BEGIN Input
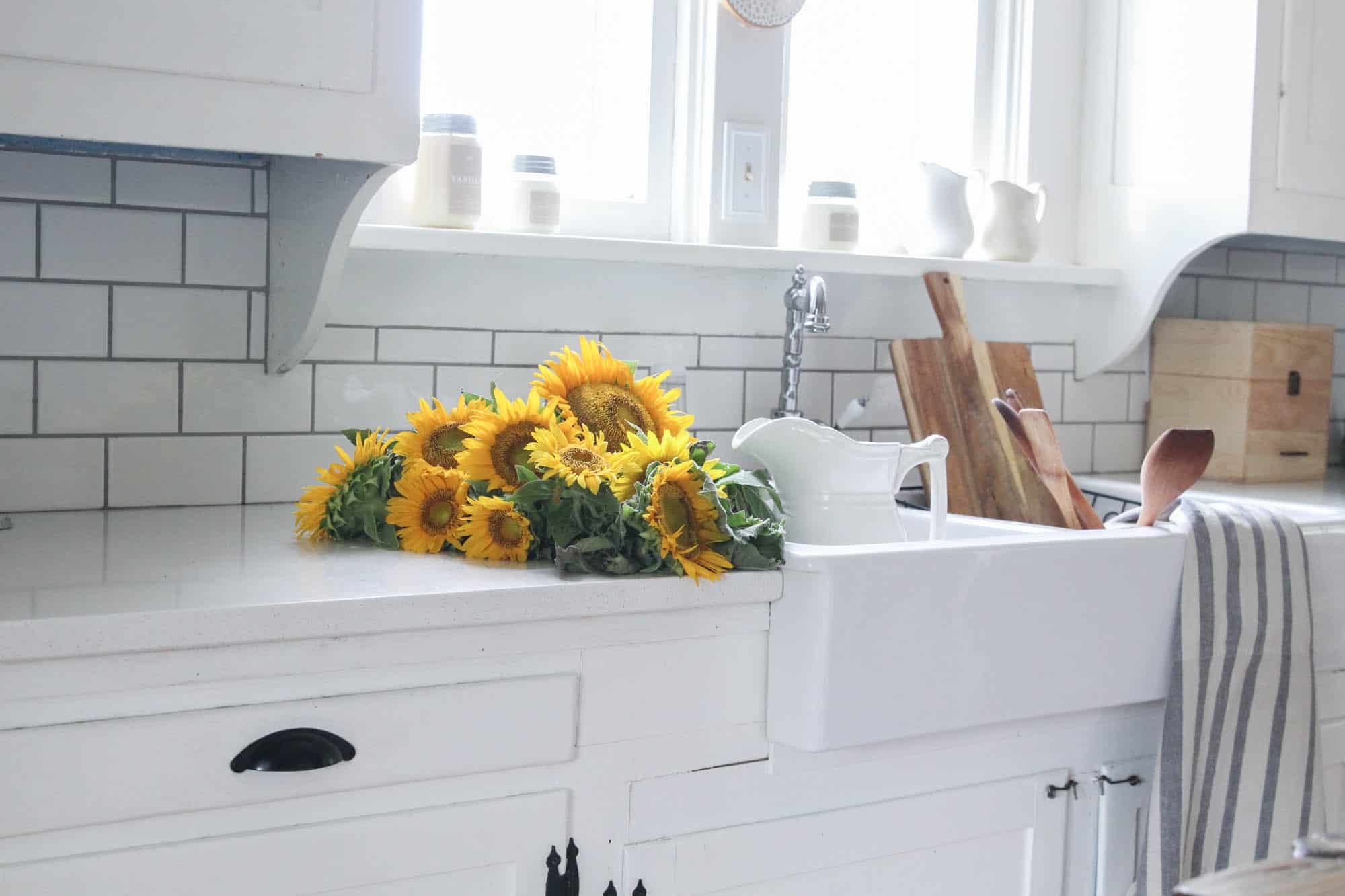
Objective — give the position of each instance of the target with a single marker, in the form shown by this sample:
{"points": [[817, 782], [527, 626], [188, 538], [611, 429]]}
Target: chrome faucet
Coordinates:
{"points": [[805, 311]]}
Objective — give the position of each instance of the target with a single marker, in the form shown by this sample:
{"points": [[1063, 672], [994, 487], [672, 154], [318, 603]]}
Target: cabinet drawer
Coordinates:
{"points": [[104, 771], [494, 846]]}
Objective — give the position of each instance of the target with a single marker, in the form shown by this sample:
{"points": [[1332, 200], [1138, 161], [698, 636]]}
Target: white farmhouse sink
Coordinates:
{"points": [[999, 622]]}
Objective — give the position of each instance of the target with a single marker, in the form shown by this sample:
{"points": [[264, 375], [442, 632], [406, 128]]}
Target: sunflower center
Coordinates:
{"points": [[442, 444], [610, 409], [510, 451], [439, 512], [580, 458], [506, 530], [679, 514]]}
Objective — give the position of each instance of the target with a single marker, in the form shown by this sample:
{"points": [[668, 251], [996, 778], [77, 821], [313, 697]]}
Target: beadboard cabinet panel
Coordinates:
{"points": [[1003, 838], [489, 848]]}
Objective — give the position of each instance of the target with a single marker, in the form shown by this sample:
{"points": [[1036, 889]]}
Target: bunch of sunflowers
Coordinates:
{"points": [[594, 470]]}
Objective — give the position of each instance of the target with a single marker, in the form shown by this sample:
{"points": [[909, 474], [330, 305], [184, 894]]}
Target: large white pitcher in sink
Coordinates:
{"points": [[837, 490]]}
END Input
**What to work on**
Repeat the records word for word. Any picture in them should be left out.

**Response to this exercise**
Objective — give the position of each instance of the target with a single marker, in the form shown by this sample:
{"points": [[817, 782], [527, 626], [188, 538], [611, 429]]}
Target: chrome faucet
Coordinates:
{"points": [[805, 311]]}
Objective — give the position of each instance of the target with a single marker, in the form shown by this sample:
{"points": [[1063, 672], [994, 487], [672, 154], [318, 603]]}
Target: cabinet drawer
Coordinates:
{"points": [[104, 771], [494, 846]]}
Objective — give the position of each instance of the target with a single marker, in the form shown by this sample:
{"points": [[1332, 200], [1138, 161], [698, 636]]}
Target: white farmhouse sink
Coordinates:
{"points": [[999, 622]]}
Objective — give the position of each instance of the target with a single marker, in the form shown by this sample:
{"points": [[264, 375], [442, 632], [406, 128]]}
Target: sunflower center
Coordinates:
{"points": [[442, 444], [610, 409], [510, 451], [439, 512], [580, 458], [506, 530], [679, 514]]}
Objective — give the position of each instance of the target with a single marker, in the form shown by this sample:
{"points": [[668, 251], [996, 778], [77, 821], [313, 697]]}
Target: beadboard cabinet panel
Coordinates:
{"points": [[1003, 838], [489, 848]]}
Objective — give the position of each instance of the target with a single marker, in the form shown by this sample:
{"points": [[1036, 889]]}
Target: bunch of sunflowers
Coordinates:
{"points": [[594, 470]]}
Objective — give the position of each instance of the target with a single marker, in the form shown by this sample:
{"points": [[909, 474], [330, 305], [184, 894]]}
Target: large white pitcher in sink
Coordinates:
{"points": [[837, 490]]}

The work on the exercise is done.